Data for review –
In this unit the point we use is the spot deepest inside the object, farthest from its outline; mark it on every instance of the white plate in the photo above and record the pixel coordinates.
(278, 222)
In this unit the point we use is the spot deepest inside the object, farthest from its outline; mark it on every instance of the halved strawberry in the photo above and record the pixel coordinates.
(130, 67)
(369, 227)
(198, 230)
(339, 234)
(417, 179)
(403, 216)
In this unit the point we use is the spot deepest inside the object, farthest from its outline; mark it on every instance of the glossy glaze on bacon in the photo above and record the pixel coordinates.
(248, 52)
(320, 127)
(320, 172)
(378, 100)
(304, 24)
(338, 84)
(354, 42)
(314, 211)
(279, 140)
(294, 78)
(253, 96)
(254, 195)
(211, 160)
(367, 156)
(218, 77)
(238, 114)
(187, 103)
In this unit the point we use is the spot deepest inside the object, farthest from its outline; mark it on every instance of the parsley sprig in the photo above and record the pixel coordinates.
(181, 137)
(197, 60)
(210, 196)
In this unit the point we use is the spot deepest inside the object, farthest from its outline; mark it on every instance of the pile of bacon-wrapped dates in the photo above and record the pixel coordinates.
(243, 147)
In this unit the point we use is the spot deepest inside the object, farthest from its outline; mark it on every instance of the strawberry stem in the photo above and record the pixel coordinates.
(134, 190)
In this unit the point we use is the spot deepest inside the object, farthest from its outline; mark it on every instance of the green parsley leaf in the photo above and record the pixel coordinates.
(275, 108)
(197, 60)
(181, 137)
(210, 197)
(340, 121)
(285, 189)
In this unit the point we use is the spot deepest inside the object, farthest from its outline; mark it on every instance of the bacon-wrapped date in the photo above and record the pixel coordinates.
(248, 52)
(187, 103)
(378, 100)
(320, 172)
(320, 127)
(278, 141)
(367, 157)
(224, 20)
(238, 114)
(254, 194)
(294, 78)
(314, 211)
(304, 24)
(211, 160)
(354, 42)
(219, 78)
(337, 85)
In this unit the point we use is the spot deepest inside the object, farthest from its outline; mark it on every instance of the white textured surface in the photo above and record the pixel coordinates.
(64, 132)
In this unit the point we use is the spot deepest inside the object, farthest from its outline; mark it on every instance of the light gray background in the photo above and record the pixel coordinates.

Instructions to follow –
Each entry is to be output exactly as it was written.

Solution for this exercise –
In this unit the point we use is the spot deepest inside the object, farthest from its outline; mark it on every instance of the white plate in the photo above and record the pixel coordinates.
(278, 222)
In this unit the point we use is the spot deepest inside the object, farthest from its outline; mark it on every instance of the halved strawberry in the photo above and record the pixel coordinates.
(130, 67)
(369, 227)
(198, 230)
(339, 234)
(417, 179)
(403, 216)
In this unit the point we use is the spot deepest inside the object, farthest from its outline; mark it on every instance of the glossy glaze on bacon in the photo above and record the pixel coordinates.
(248, 52)
(320, 127)
(320, 172)
(378, 100)
(304, 24)
(338, 84)
(354, 42)
(314, 211)
(279, 140)
(294, 78)
(253, 96)
(254, 195)
(211, 160)
(367, 156)
(218, 77)
(238, 114)
(187, 103)
In this unit the point we use is the spot deepest inside the object, farthest from its outline; mark it on every instance of the parsley sprig in the photo above and record the pixel coordinates.
(181, 137)
(197, 60)
(210, 196)
In this unit the point we use is the spot deepest inside the object, farthest from its outline; mark it on every instance of the pile of bacon-wrapped dates in the photo above and record the pixel coordinates.
(243, 147)
In this unit the point we use is the spot deepest inside the object, farthest from its outline; mark it on every instance of the strawberry stem in the photo above and record the pixel coordinates.
(134, 190)
In this unit the point we use is the spot deepest inside the object, farthest from its outline; mark it on every instance of the green parsley leaf in the photo above and record the pixel coordinates.
(275, 108)
(197, 60)
(181, 137)
(210, 197)
(340, 121)
(285, 189)
In this unit the point we use is the spot deepest inside the object, farthest from its outline; mark it on every instance of the bacon-wrapped date in the photo above and record the pixel coordinates.
(248, 52)
(187, 103)
(378, 100)
(320, 172)
(320, 127)
(278, 141)
(367, 157)
(224, 20)
(238, 114)
(254, 194)
(294, 78)
(314, 211)
(304, 24)
(211, 160)
(354, 42)
(219, 78)
(337, 85)
In this unit the point we use is the spot deepest inside the object, farthest from its outline; mark it on every instance of the white textured surface in the photo above and record the pixel coordinates.
(64, 132)
In this unit the point we use is the spot deepest inside the object, farthest from its outline; mark it on every instance of the light gray background in the photo above and record the pixel coordinates.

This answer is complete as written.